Produce an exact transcription of every entry.

(Dataset items)
================================
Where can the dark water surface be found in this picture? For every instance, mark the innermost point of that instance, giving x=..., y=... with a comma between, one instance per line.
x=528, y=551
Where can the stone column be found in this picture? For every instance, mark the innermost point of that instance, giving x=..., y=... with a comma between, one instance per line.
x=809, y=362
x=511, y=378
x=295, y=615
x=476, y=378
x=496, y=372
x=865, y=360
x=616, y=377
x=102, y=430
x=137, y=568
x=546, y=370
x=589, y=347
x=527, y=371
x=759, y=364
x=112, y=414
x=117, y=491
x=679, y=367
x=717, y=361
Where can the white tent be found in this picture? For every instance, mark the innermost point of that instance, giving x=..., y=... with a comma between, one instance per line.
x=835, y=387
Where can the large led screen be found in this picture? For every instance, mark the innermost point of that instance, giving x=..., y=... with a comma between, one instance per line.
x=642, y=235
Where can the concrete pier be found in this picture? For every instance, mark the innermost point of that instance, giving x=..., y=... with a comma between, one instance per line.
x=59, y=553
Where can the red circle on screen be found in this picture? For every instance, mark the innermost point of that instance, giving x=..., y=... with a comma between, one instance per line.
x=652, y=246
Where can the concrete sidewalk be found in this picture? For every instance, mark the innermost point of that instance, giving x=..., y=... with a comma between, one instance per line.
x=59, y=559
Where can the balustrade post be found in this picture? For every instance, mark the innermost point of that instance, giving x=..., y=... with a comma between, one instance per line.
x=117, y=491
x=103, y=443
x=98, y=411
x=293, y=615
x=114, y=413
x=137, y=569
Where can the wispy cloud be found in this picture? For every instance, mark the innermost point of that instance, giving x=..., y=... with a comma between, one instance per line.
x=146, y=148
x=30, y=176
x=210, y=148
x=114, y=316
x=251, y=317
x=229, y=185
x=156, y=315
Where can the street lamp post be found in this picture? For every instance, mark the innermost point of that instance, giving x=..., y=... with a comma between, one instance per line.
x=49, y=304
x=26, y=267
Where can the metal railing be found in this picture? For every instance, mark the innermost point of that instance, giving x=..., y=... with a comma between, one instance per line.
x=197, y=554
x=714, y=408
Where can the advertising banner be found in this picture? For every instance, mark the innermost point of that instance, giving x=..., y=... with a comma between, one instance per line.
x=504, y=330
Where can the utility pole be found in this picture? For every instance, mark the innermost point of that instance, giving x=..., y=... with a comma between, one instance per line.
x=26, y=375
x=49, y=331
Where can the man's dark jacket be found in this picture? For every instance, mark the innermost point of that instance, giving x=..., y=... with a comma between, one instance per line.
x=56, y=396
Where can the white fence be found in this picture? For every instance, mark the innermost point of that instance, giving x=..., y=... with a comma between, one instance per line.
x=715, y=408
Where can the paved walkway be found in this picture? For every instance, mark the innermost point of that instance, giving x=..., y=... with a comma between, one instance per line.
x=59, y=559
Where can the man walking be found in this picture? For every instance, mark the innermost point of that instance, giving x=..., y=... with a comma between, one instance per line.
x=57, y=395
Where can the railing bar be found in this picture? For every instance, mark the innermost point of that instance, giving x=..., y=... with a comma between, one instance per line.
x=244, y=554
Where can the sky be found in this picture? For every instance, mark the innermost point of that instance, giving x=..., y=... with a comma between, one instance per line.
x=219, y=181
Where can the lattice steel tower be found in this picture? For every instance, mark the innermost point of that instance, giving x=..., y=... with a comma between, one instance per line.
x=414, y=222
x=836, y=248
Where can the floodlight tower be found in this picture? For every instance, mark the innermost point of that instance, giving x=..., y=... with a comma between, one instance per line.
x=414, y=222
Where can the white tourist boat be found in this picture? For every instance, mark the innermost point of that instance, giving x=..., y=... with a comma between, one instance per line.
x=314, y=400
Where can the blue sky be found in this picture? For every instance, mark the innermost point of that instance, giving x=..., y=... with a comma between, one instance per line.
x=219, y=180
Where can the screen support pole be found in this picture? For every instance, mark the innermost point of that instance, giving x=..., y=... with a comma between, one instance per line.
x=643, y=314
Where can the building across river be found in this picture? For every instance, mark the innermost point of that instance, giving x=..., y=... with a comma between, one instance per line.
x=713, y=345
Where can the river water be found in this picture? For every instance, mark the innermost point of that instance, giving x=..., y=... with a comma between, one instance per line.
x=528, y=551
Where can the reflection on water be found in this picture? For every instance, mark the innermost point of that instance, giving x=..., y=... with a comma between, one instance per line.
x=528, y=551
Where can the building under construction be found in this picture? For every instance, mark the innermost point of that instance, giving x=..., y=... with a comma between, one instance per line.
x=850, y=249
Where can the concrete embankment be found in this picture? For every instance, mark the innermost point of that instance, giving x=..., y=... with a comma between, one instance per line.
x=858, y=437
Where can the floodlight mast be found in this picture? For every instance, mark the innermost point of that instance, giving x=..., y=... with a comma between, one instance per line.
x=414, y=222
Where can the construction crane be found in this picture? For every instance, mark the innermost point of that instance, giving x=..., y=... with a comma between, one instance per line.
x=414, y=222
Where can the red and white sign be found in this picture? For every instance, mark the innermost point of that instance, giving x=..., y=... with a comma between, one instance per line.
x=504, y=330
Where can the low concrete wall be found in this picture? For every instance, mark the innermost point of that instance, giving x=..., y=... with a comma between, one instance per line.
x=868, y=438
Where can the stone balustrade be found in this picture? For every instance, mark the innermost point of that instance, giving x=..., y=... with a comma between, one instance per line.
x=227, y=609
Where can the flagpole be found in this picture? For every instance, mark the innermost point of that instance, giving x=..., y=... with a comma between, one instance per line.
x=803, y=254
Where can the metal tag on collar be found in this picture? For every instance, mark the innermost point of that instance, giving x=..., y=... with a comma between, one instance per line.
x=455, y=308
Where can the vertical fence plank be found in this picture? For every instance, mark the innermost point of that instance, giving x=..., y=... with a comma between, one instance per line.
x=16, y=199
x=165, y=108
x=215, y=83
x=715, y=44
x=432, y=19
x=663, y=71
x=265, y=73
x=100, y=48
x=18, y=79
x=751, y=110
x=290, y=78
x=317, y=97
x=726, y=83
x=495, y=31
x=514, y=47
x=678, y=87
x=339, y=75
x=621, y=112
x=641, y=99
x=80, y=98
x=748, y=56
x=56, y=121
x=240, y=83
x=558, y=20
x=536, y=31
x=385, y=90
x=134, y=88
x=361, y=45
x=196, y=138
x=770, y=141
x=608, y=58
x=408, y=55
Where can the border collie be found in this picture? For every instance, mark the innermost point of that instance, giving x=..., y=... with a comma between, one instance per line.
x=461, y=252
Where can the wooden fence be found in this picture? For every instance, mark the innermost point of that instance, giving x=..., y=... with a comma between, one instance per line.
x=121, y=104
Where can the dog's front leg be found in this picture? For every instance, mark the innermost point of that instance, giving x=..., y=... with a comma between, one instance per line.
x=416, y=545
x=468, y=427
================================
• TASK OUTPUT:
Where can the dark water surface be found in this picture? For every instance, mark the innermost point of that instance, giving x=..., y=... with a comma between, one instance per line.
x=528, y=551
Where can the stone column be found in this picture? For every instance, mark the innermost point of that instance, giving x=..., y=... with a comma between, one instance per line.
x=809, y=362
x=511, y=378
x=295, y=615
x=476, y=378
x=496, y=372
x=865, y=360
x=616, y=377
x=102, y=430
x=137, y=568
x=546, y=370
x=589, y=347
x=527, y=371
x=759, y=364
x=112, y=414
x=117, y=491
x=679, y=367
x=717, y=361
Where can the white tent be found in this picture? For every instance, mark the innermost point of that instance, giving x=..., y=... with a comma between, one instance per line.
x=835, y=387
Where can the large led screen be found in this picture? For every instance, mark the innermost point of that instance, giving x=..., y=... with a comma between, one instance per line.
x=642, y=235
Where can the concrete pier be found in this picture? For every instance, mark the innermost point of that instance, giving x=..., y=... with a comma between, one instance per line.
x=59, y=553
Where can the red circle on screen be found in this picture? For every instance, mark the innermost point of that instance, giving x=..., y=... with a comma between, one instance per line.
x=652, y=246
Where can the concrete sidewalk be found in this picture? For every instance, mark the innermost point of that instance, giving x=..., y=... with a comma between, one instance per line.
x=59, y=559
Where can the balustrade post be found in this picture? For every instance, mark the innermost point of that instance, giving x=..., y=... with a comma between, one instance per line.
x=117, y=491
x=103, y=443
x=98, y=411
x=293, y=615
x=114, y=413
x=137, y=569
Where can the wispy cloud be found in this picture? For every instance, mark the innermost point of that instance, giving x=..., y=... with a comma between, one instance per line.
x=146, y=148
x=30, y=176
x=210, y=148
x=114, y=316
x=251, y=317
x=229, y=185
x=156, y=315
Where can the street lamp post be found in this picture? For every instance, mark the innermost point of that instance, giving x=..., y=... with a comma between, one instance per line.
x=49, y=304
x=26, y=267
Where can the metal railing be found in this picture? For every instance, mark the innermost point of that instance, giving x=..., y=... with a comma between, one instance per line.
x=197, y=554
x=714, y=408
Where can the advertising banner be found in this picture? For every instance, mark the innermost point of that instance, giving x=..., y=... with a comma between, one instance per line.
x=504, y=330
Where can the utility pole be found in this picture? For every instance, mark the innermost point of that instance, giving x=..., y=... with a comma between, one instance per line.
x=26, y=375
x=49, y=331
Where can the man's dark jacket be found in this picture? For every instance, mark the innermost point of that instance, giving x=..., y=... with a comma between, one instance per line.
x=56, y=396
Where can the white fence be found in this picture? For every instance, mark the innermost point of that instance, giving x=..., y=... with a comma between, one instance per line.
x=715, y=408
Where can the paved walkway be found in this picture? For every instance, mark the innermost point of that instance, giving x=..., y=... with a comma between, one instance per line.
x=59, y=559
Where can the man walking be found in this picture? For every instance, mark the innermost point of that instance, giving x=..., y=... with a comma between, one instance per line.
x=57, y=395
Where can the railing bar be found in this picture? For every instance, mark the innermost point of that instance, giving x=..., y=... with a comma between, one instance per line.
x=244, y=554
Where can the sky be found in this picture? For every instance, mark the innermost point of that instance, giving x=..., y=... with a comma between, one instance per line.
x=219, y=181
Where can the lattice steel tower be found in this picture? For every instance, mark the innermost point of that instance, giving x=..., y=... with a comma between, one instance per line.
x=414, y=222
x=836, y=248
Where can the floodlight tower be found in this picture? For every instance, mark the innermost point of that instance, giving x=..., y=... with a comma between, one instance per line.
x=414, y=222
Where can the white tourist boat be found in this picture? For every instance, mark the innermost point of that instance, giving x=..., y=... with a comma between, one instance per line.
x=314, y=400
Where can the blue sky be found in this picture? For every instance, mark the innermost point of that instance, giving x=..., y=... with a comma between, one instance per line.
x=219, y=180
Where can the screen support pole be found in this picture? For every instance, mark the innermost point of that instance, giving x=..., y=... with a comma between, one instance per line.
x=643, y=314
Where can the building across river be found in this picture? For every instance, mark the innermost point of that instance, giving x=..., y=... with a comma between, one instance per line.
x=713, y=345
Where can the river water be found in this picture? For every instance, mark the innermost point of that instance, giving x=..., y=... with a comma between, one instance per line.
x=528, y=551
Where can the reflection on water be found in this picture? For every instance, mark the innermost point of that instance, giving x=..., y=... with a comma between, one instance per line.
x=528, y=551
Where can the building under construction be found in this picture? For every instance, mark the innermost point of that instance, giving x=..., y=... with a comma between, one instance per line.
x=850, y=249
Where can the concrete embankment be found in this picture? For every instance, mark the innermost point of that instance, giving x=..., y=... with a comma between, one instance per line.
x=858, y=437
Where can the floodlight mast be found in this picture? For every instance, mark the innermost point of that instance, giving x=..., y=... with a comma between, one instance per line.
x=414, y=222
Where can the construction crane be found in this picture? For every instance, mark the innermost point of that instance, giving x=..., y=... with a comma between, one instance per line.
x=414, y=222
Where can the red and white sign be found in this picture? For every instance, mark the innermost point of that instance, giving x=..., y=... with a comma between, one instance per line.
x=504, y=330
Where can the low concrete wall be found in this picture? For every instance, mark the innermost point of that instance, giving x=..., y=... with a comma between, one instance per line.
x=868, y=438
Where can the stone balustrade be found in this picture? For every instance, mark the innermost point of that instance, giving x=..., y=... with a comma between, one instance per line.
x=227, y=609
Where can the flagpole be found in this picture? For every instance, mark the innermost point of that instance, giving x=..., y=... with a comma between, one instance per line.
x=803, y=254
Where can the metal tag on collar be found in this picture? For every instance, mark the innermost point of that instance, giving x=..., y=... with a comma between, one instance per line.
x=455, y=308
Where can the vertical fence plank be found in this picture? For every instance, mark the innermost point of that instance, giving x=..., y=... with a comma between, one instance per line.
x=16, y=199
x=165, y=108
x=215, y=83
x=715, y=44
x=432, y=19
x=663, y=71
x=265, y=73
x=100, y=48
x=18, y=79
x=751, y=110
x=290, y=78
x=317, y=97
x=726, y=83
x=495, y=31
x=514, y=47
x=678, y=87
x=339, y=75
x=621, y=112
x=641, y=99
x=80, y=98
x=748, y=56
x=56, y=121
x=240, y=83
x=558, y=20
x=536, y=31
x=385, y=90
x=134, y=88
x=361, y=45
x=196, y=138
x=770, y=141
x=608, y=58
x=408, y=55
Where can the border collie be found in this picture? For every instance, mark the innermost point of that instance, giving x=..., y=... with a comma between, one instance per line.
x=461, y=252
Where can the wooden fence be found in this picture? For every instance, mark the innermost point of that instance, giving x=..., y=... with a comma between, one instance per line.
x=121, y=104
Where can the dog's front leg be found in this picture? For every instance, mark the innermost point of that instance, giving x=..., y=... with a comma between, one instance per line.
x=416, y=545
x=468, y=427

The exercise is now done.